**DOCUMENT PASSAGE**
________________________________________
Under revolutionary circumstances, when all bets were off and an ends-justifies-the-means mentality prevailed, these atrocities could be indulged and their meaning inverted. Inverted morality became preserved within the ensuing model. In The Taking and Displaying of Human Body Parts as Trophies by Amerindians (in Springer's series on Interdisciplinary Contributions to Archaeology, 2008, pp. 374-375), Alberto Esquit-Choy writes: "In the relationship between warfare and religion, the triumph of good over evil is sometimes symbolized in the taking and displaying of human body parts as trophies." One recent book which explores this mentality is Simon Harrison's Dark Trophies: Hunting and the Enemy Body in Modern War (Oxford: Berghahn, 2012).

The Revolution's moral conflict between its vaunted democratic ideals in the defense of natural law and the brutal acts required to institute those ideals was further evident in a quotation from George Duval, Souvenirs de la Terreur de 1788 à 1793, vol. 1 (Paris, 1842)p. 184:
"'Les droits de l'homme étaient méconnus depuis des siècles: ils ont été rétablis par l'humanité entière.' L'humanité des cannibales apparrement!" ("'Human rights were ignored for centuries: [now] they have been restored by the whole of humanity.' The humanity of cannibals apparently!")
Mass beheadings and bloodshed, the manufacture of body relics from the remains of counter-revolutionaries, and a profound psychological darkness, were realities upon which modern western ideologies were founded in France.

The last public execution by guillotine occurred on 17 June 1939. After that, executions were held behind prison walls, due to the fact that that 1939 execution was secretly filmed from a building across the street (the footage is on Youtube here). The last use of the guillotine in France - and the last execution by beheading as criminal punishment in the western world - took place on 10 September 1977. As if in muted acknowledgement of the Terror's legacies, abolition of the death penalty became one of the hallmarks of western political development. It is supremely ironic that al-Qaeda and ISIS have employed beheadings as statements of ultra-violence and slick-and-sick anti-western techno-media protests to goad western powers into an apocalyptic war. It is almost as if they are making manifest the unconscious horror at the founding moment of modern western politics and government.

It is impossible to contend with that unconscious horror now without understanding the Terror in 18th century France. The extreme inequality of the Ancien Régime and mirrored gruesomeness of the Revolution are rarely considered in terms of abnormal psychology, because that would present France's great rationalist experiment in a bad light. I write this post, not to question the moral coherence of western liberty and the current political ethos, nor to attack the principles of humanist rationalism, but to reconsider as incomplete those idealized concepts, given the actual historical events in which those concepts were conceived and born. There is a question as to why these high values for better, more prosperous, egalitarian, free and law-abiding civil societies remain mysteriously, cryptically entangled with inequality and power hierarchies; oppression and establishment domination; and xenophobia and genocide. These are respectively the anti-equality, anti-liberty, and anti-fraternity shadow sides of socialism, liberalism, and nationalism.

Enduring violence, murder and mayhem look like bad results or errors from a good program. The knee-jerk reaction is to blame others outwardly for these outcomes, to scapegoat any number of political or geopolitical opponents. Looking within, we are taught that these errors emerge from insufficient or imperfect application of good political formulas; or from a bad mixture of the formulas (as with National Socialism); or from a bad population who do not understand how to behave in a way that is good for them. In that last case, there are calls to improve and intensify their political, economic and social education, through the mass media or popular culture. All may be true, yet the fact remains that the original formulas, no matter how they were or are combined or taught, presented an incomplete view of human nature and the human soul. If savagery, murder and fear were part of the equation from the start, you cannot cover that up with democratic window dressings, declarations of rights, constitutions, free elections, a rationalized calendar, and the metric system.
________________________________________
Rows from a data source

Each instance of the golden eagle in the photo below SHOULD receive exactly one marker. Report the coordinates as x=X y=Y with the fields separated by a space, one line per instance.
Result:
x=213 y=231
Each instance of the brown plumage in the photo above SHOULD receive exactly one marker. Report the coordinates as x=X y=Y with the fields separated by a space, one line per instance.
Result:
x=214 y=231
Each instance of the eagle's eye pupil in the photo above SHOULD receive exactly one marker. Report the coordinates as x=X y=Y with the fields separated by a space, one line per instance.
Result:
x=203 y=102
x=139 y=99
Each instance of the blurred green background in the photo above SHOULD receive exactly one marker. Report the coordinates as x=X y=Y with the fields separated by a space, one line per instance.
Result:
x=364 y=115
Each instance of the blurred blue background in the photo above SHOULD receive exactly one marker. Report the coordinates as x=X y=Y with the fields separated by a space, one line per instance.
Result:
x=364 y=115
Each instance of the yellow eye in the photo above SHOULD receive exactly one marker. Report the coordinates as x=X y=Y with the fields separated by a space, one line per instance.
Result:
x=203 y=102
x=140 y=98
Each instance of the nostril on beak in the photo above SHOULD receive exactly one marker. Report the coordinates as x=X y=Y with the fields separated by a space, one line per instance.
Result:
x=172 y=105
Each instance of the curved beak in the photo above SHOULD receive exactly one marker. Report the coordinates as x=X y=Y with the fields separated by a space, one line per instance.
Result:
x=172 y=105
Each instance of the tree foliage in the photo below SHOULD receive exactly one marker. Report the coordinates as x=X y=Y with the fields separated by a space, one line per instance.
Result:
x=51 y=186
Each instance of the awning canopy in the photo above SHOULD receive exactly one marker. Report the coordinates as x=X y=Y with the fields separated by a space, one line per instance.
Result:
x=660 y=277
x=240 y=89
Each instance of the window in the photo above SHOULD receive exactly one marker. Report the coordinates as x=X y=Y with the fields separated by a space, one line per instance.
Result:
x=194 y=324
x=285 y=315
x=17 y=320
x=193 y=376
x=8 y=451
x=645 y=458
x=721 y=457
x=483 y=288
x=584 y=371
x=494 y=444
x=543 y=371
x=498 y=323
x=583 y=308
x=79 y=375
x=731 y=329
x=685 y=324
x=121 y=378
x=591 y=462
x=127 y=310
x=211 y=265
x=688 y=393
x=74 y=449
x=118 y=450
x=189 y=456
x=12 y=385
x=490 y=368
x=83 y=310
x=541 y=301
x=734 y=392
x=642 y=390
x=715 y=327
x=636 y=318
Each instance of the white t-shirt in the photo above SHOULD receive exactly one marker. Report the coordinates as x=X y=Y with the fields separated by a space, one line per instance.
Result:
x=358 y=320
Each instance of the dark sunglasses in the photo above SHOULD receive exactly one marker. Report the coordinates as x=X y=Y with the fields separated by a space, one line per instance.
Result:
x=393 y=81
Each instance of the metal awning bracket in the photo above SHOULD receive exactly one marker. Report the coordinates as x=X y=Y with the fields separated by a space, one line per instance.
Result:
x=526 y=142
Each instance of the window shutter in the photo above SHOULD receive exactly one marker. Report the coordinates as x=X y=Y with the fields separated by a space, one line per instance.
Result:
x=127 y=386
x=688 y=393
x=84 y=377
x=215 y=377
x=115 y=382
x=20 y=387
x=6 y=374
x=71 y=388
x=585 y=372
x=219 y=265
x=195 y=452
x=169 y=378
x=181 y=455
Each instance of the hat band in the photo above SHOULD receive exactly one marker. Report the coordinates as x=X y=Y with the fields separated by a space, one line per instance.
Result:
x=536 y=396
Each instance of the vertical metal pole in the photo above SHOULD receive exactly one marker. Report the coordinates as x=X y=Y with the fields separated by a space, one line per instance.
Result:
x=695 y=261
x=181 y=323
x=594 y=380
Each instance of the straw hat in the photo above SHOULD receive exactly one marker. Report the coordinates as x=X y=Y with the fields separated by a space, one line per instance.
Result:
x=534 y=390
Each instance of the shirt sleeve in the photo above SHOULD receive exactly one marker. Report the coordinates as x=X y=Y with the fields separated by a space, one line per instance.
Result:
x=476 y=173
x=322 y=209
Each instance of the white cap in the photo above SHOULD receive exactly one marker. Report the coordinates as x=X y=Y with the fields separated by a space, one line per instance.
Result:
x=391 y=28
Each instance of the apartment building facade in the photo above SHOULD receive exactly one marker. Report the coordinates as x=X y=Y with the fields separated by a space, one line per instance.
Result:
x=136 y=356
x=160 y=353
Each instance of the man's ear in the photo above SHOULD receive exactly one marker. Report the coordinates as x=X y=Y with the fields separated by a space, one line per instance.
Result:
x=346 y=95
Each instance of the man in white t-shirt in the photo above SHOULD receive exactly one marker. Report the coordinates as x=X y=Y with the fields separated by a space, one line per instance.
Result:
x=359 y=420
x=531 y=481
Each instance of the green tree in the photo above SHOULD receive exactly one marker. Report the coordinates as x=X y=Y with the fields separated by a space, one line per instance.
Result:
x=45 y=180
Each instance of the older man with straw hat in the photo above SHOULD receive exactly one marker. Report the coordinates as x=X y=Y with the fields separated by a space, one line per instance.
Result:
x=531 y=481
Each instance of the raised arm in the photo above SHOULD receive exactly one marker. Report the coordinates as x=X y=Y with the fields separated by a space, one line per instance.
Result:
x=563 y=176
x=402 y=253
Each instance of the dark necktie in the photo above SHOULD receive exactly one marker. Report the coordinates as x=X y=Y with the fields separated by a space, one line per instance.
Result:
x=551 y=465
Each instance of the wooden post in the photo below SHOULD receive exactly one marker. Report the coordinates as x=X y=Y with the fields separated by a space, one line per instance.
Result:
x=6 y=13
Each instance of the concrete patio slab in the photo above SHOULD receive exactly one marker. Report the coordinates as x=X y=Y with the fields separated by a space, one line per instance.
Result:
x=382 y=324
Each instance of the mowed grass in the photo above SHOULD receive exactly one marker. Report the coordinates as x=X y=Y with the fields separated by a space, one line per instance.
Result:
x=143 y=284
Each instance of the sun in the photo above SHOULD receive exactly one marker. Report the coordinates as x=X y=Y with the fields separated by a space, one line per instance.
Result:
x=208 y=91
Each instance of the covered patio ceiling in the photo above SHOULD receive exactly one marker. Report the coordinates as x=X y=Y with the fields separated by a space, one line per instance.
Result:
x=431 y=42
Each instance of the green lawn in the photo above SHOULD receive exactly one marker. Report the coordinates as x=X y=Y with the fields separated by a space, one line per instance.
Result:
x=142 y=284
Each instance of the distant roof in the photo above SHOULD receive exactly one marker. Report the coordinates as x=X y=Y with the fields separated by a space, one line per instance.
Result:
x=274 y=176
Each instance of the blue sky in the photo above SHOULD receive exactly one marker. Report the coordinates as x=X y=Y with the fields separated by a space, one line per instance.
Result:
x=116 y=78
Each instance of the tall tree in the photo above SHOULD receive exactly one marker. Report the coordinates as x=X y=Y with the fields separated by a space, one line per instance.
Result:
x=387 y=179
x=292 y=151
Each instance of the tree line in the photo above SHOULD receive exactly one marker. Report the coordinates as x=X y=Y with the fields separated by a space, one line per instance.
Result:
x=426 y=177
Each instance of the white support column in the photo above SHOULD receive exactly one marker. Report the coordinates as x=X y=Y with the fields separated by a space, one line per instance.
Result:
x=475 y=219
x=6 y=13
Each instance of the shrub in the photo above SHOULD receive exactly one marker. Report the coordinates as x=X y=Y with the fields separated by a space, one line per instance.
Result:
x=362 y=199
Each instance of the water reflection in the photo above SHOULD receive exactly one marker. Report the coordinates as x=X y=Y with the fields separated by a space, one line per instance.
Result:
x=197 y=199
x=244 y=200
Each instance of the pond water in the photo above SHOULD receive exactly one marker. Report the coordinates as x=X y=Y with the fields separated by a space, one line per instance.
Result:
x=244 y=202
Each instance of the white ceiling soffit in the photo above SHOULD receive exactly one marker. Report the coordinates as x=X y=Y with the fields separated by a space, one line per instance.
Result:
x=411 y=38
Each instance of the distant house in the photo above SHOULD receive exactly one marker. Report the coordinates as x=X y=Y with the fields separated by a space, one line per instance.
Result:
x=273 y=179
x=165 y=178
________________________________________
**GOAL OF THE EXERCISE**
Continue the passage about the French Revolution's Terror and its legacy from the point where it ends.

**YOUR RESPONSE**
Image Source: Library of Congress. Joseph Campbell, The Hero with a Thousand Faces, Bollingen Series XVII (New York: Pantheon Books, 1949). Library of Congress General Collections. Courtesy of the Joseph Campbell Foundation (www.jcf.org) (030.00.00). [Digital ID # rb0030].

Perhaps the problem was not that Enlightenment rationalists confined themselves to the strictly material, but that they confined themselves in their definition of rationality and the mind's capabilities. The Swiss founder of analytical psychologyCarl Jung (1875-1961) would have responded that the Lockean understanding of perception, with its emphasis on sensory information from the envionment as a source of rational consciousness, was incomplete. To describe the whole psyche, Jung drew from two main sources. First, he studied evidence from his clinical practice, which revealed the negative unconscious in mental illness. Jung wanted to know why anti-rational expressions of mental illness appeared to his patients as rational solutions to their problems. He considered why all people (sane or not) made so many bad behavioural choices, even when those choices damaged individual or collective well-being. He became convinced that the anti-rational, dark side to our personalities served some rational or sensible purposes; those purposes could be discovered, with the routes to them discovered, and the processes to harness them delineated.

20th century psychologists wrestled with the unseen, then mostly retreated from Jung's research into clinical, experimental realities. They focused on psychology as a rational science, in which anti-rational urges were categorized as irrational mental illnesses. Jung combined the medical with the holistic and cultural; he was interested in how people resolved complex problems by resorting to the symbolic. Jung's critics in the field of psychology deemed these ideas to be unscientific and less respectable. The distinction was one between scientifically diagnosed sickness and Jung's medical evaluation of a sometimes sick, sometimes incomprehensible, engagement with the unknown.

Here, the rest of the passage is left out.